Task to carry out - Repeat the material exactly, every line of it.

Data supplied -
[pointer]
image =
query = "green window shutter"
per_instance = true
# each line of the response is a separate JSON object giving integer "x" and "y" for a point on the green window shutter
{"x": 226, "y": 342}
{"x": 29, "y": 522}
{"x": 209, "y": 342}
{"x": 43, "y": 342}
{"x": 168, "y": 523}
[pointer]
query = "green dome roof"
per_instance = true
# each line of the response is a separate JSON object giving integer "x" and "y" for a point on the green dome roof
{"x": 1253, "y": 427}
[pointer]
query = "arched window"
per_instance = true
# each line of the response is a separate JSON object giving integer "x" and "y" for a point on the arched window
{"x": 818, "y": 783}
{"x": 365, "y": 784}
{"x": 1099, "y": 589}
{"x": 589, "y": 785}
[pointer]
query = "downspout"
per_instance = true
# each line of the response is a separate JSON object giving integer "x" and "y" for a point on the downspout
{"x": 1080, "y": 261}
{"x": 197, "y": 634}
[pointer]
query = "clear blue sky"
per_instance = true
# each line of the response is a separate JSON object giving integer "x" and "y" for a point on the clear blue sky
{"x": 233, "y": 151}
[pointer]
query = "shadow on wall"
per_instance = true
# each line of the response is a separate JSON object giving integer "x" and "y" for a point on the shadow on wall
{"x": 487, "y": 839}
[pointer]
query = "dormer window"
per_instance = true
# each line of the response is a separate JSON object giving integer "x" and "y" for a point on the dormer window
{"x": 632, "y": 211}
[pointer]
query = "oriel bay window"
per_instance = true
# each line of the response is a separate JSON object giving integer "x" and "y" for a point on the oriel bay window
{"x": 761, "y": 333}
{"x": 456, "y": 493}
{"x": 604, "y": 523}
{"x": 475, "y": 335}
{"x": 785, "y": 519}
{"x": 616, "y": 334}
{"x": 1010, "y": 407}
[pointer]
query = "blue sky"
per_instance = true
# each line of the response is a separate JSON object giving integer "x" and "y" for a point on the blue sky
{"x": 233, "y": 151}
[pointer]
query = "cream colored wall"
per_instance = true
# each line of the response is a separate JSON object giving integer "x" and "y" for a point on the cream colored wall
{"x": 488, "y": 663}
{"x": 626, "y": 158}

Full answer -
[pointer]
image =
query = "green window shutter"
per_instance = true
# each line of the response is a separate JSON object giving integer "x" and "y" for a point on the green window shutter
{"x": 226, "y": 342}
{"x": 29, "y": 522}
{"x": 209, "y": 342}
{"x": 43, "y": 342}
{"x": 168, "y": 523}
[pointer]
query = "green dome roof"
per_instance = true
# each line of the response is a separate JSON object giving integer "x" and "y" for a point on the green dome roof
{"x": 1253, "y": 427}
[pointer]
query = "arched window"
per_instance = true
# each line of the response is a separate JSON object giving integer "x" and "y" for a point on the arched window
{"x": 818, "y": 783}
{"x": 365, "y": 784}
{"x": 1099, "y": 589}
{"x": 589, "y": 785}
[pointer]
query = "downspout"
per_instance = true
# each line of the response is a separate JSON object giving integer "x" and "y" for a point on the downspout
{"x": 1080, "y": 261}
{"x": 197, "y": 634}
[pointer]
query = "clear blue sky"
per_instance = true
# each line of the response is a separate JSON object giving integer "x" and "y" for a point on the clear blue sky
{"x": 233, "y": 151}
[pointer]
query = "shadow on wall"
per_instance = true
# each line of the response is a separate JSON object giving integer "x" and "y" for a point on the shadow on wall
{"x": 487, "y": 839}
[pointer]
query = "dormer window"
per_instance = true
# each line of the response is a separate JSON object giving integer "x" and "y" for a point on the dormer window
{"x": 632, "y": 211}
[pointer]
query = "oriel bay window"
per_instance = true
# each line of the response is a separate JSON object giving integer "x" and "y" for a point on the oriel bay window
{"x": 761, "y": 333}
{"x": 456, "y": 493}
{"x": 604, "y": 523}
{"x": 475, "y": 335}
{"x": 785, "y": 519}
{"x": 616, "y": 334}
{"x": 1010, "y": 407}
[pointer]
query = "blue sky"
per_instance = true
# each line of the response is a separate JSON object giving integer "x" and "y" for a point on the blue sky
{"x": 233, "y": 151}
[pointer]
query = "cream colored wall"
per_instance = true
# each line of the response is a separate JSON object giving integer "x" and "y" for a point on the cream colored wall
{"x": 488, "y": 663}
{"x": 626, "y": 158}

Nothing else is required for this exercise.